TO BE DONE:
Write out the following records line for line, exactly as they appear, omitting the pictures.

RECORDS PROVIDED:
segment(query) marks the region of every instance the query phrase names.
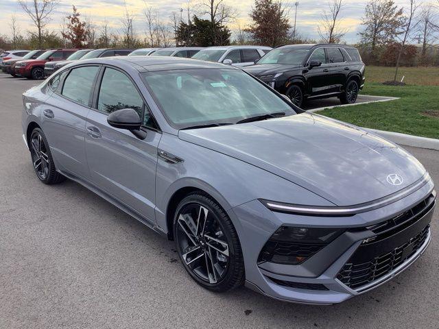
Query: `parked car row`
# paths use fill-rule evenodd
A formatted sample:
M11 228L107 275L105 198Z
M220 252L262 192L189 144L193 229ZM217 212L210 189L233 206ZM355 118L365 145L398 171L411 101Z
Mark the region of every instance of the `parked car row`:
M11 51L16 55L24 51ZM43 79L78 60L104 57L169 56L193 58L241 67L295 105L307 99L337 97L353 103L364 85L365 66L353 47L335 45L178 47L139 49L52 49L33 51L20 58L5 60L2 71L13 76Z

EXERCISE RESULT:
segment(query) marks the region of every instance the query phrase names.
Query: `parked car row`
# paths use fill-rule evenodd
A formatted sample:
M11 228L107 275L105 198Z
M220 252L262 192L189 144L193 229ZM217 212L210 189L233 206ZM355 118L365 145L398 171L411 101Z
Mark the region of every instance of the `parked car row`:
M11 51L16 55L24 51ZM43 79L78 60L104 57L169 56L193 58L241 67L295 105L307 99L337 97L353 103L364 85L365 66L353 47L335 45L178 47L139 49L52 49L33 51L20 58L5 60L2 71L13 76Z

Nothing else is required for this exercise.